Please give the records below again in full, exactly, with the images left out.

== RAW DATA ==

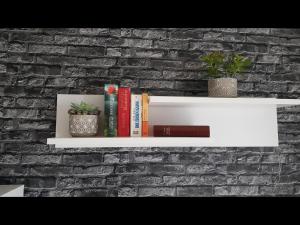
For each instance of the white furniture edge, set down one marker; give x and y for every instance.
(167, 107)
(11, 190)
(129, 142)
(174, 100)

===

• YOUR RESPONSE
For each instance of the white furniture edge, set down one marker; give x and y for every instance.
(167, 107)
(11, 190)
(129, 142)
(174, 100)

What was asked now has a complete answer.